- Data to process:
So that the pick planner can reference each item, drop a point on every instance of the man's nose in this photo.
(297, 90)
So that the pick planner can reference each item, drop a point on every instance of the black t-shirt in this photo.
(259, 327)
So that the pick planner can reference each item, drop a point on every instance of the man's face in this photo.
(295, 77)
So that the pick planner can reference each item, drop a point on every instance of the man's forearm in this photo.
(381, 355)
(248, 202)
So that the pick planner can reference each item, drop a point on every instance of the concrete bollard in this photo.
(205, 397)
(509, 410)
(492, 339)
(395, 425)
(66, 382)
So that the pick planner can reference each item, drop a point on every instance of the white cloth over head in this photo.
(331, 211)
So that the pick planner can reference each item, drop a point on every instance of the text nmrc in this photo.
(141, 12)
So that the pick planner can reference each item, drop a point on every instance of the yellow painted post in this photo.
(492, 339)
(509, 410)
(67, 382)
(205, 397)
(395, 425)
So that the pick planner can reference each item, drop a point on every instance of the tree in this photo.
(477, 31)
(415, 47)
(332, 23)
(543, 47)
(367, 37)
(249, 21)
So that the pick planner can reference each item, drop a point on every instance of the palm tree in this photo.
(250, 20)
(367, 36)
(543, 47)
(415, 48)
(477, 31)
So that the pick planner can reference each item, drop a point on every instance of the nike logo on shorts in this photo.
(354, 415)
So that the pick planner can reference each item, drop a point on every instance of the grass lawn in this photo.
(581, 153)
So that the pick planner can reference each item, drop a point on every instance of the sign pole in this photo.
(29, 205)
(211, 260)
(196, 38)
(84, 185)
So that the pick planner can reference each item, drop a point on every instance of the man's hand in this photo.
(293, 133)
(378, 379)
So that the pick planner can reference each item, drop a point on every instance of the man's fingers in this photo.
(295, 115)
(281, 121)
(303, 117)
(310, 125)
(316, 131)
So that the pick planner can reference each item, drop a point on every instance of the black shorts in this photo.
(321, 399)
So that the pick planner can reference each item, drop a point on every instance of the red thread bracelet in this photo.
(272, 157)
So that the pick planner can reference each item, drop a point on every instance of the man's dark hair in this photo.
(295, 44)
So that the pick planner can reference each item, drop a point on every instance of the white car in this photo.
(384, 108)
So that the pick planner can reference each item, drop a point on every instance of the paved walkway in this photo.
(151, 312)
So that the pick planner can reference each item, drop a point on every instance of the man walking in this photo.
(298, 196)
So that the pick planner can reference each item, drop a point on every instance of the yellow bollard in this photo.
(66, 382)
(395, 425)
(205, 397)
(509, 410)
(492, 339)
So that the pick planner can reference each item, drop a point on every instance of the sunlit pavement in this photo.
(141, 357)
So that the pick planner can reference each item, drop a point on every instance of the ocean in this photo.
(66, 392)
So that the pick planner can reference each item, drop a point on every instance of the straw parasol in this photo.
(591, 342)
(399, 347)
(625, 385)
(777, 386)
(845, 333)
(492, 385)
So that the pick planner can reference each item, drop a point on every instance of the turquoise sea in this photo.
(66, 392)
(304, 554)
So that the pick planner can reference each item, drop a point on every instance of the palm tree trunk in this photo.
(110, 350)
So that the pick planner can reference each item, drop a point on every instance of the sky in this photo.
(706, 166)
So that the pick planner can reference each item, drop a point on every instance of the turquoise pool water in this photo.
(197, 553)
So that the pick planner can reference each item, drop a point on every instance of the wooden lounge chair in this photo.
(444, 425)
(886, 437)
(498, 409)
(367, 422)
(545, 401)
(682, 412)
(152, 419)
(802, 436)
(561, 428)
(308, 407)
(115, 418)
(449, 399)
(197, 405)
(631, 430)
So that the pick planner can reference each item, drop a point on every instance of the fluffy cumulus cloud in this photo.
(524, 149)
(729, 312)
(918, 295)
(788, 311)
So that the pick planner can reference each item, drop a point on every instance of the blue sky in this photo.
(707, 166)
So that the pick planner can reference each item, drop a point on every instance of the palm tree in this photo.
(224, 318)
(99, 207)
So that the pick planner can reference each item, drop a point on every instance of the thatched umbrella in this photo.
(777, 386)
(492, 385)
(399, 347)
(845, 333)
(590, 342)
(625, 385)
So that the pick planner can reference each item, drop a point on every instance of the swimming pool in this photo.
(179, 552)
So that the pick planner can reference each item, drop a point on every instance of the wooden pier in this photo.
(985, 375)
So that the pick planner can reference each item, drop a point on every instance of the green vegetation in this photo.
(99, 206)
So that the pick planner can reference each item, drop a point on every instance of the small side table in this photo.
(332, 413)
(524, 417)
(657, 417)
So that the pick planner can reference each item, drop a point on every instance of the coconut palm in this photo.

- Stated problem:
Copy every row above, word for word and in the same order.

- Completed task:
So that the pick planner can reference each item, drop a point on every instance of the man's nose in this photo.
(297, 90)
So that the pick planner can reference each item, drop a point on every instance of the black t-shirt in this photo.
(259, 327)
So that the pick planner can reference each item, drop a point on every instance of the man's face in this photo.
(295, 77)
So that the pick planner can reference each item, drop a point on every instance of the man's forearm in this photo.
(381, 355)
(248, 202)
So that the pick planner can reference each item, drop a point on every instance of the concrete bollard in this photo.
(205, 397)
(509, 410)
(492, 339)
(395, 425)
(66, 382)
So that the pick planner can reference each item, drop a point on every instance of the white cloth over head in this photo.
(331, 211)
So that the pick planner can reference each item, drop a point on every instance of the text nmrc in this photo.
(141, 12)
So that the pick planner can reference each item, drop a point on every instance of the yellow painted post in this photo.
(492, 339)
(509, 410)
(67, 382)
(205, 397)
(395, 425)
So that the pick planner can reference each item, drop a point on every instance of the tree in this photo.
(477, 31)
(415, 47)
(332, 23)
(543, 47)
(367, 37)
(249, 21)
So that the pick planner can reference each item, drop a point on every instance of the palm tree in this photo.
(250, 20)
(367, 36)
(543, 47)
(415, 48)
(477, 31)
So that the pick planner can reference each item, drop a point on every instance of the nike logo on shorts in this photo.
(354, 415)
So that the pick planner can reference each item, drop a point on every instance of the grass lawn in this photo.
(581, 153)
So that the pick planner can reference each item, drop a point on every instance of the sign pole in this photo.
(29, 205)
(211, 260)
(196, 38)
(84, 185)
So that the pick planner can reference each item, drop a point on every instance of the man's hand in this photo.
(293, 133)
(378, 379)
So that the pick planner can reference each item, drop a point on every instance of the man's fingers in this photo.
(295, 115)
(281, 121)
(303, 117)
(310, 125)
(316, 131)
So that the pick planner can reference each item, drop a point on every instance of the black shorts in this photo.
(321, 399)
So that the pick planner can reference each item, drop a point on every instance of the red thread bracelet in this photo.
(272, 157)
So that the pick planner can reference each item, drop a point on every instance of the man's dark hair in this photo.
(295, 44)
So that the pick planner can reference each item, drop a point on every instance of the white car in this photo.
(384, 108)
So that the pick planner can reference each item, drop a point on every instance of the paved walkway in this photo.
(151, 312)
So that the pick planner can reference each item, drop a point on every instance of the man walking in this photo.
(298, 196)
So that the pick planner can reference each item, drop a point on every instance of the yellow bollard in this photo.
(66, 382)
(395, 425)
(205, 397)
(509, 410)
(492, 339)
So that the pick planner can reference each item, drop a point on every instance of the sunlit pavement in this photo.
(141, 357)
So that the pick planner can reference each item, drop a point on every instance of the ocean in this photo.
(66, 392)
So that the pick planner can reference each item, drop a point on every instance of the straw parasol in this photo.
(591, 342)
(399, 347)
(625, 385)
(777, 386)
(845, 333)
(492, 385)
So that the pick planner can reference each item, drop a point on every instance of the turquoise sea in this photo.
(66, 392)
(304, 554)
So that the pick planner can reference each item, drop a point on every instance of the palm tree trunk in this photo.
(110, 350)
So that the pick planner can reference each item, drop a point on every instance of the sky in this photo.
(706, 166)
So that the pick planner can reference each item, drop a point on every instance of the turquoise pool water in this photo.
(197, 553)
So that the pick planner can reference each item, drop a point on every instance of the wooden lounge chair in this photo.
(444, 425)
(886, 437)
(498, 409)
(367, 422)
(545, 401)
(682, 412)
(152, 419)
(802, 436)
(561, 428)
(308, 407)
(115, 418)
(449, 399)
(197, 405)
(631, 430)
So that the pick planner can reference each item, drop a point on every instance of the fluffy cumulus cloud in this photo.
(524, 149)
(729, 312)
(918, 295)
(788, 311)
So that the pick planner can reference each item, drop a point on every instance of the blue sky in this photo.
(707, 166)
So that the pick planner can reference each item, drop a point on every instance of the palm tree in this photo.
(224, 318)
(99, 207)
So that the pick planner can reference each item, drop a point on every instance of the thatched umbrella in this photo.
(777, 386)
(492, 385)
(399, 347)
(845, 333)
(590, 342)
(625, 385)
So that the pick planner can reference each item, drop a point on every instance of the swimming pool in this photo.
(179, 552)
So that the pick planner can reference each item, drop a point on every instance of the wooden pier in this photo.
(985, 375)
So that the pick planner can reference each item, drop a point on every instance of the green vegetation in this photo.
(99, 206)
So that the pick planner can reference each item, drop a point on every instance of the small side table in this photo.
(332, 413)
(524, 417)
(657, 417)
So that the pick planner can reference each item, drop a point on every instance of the coconut palm in this photo.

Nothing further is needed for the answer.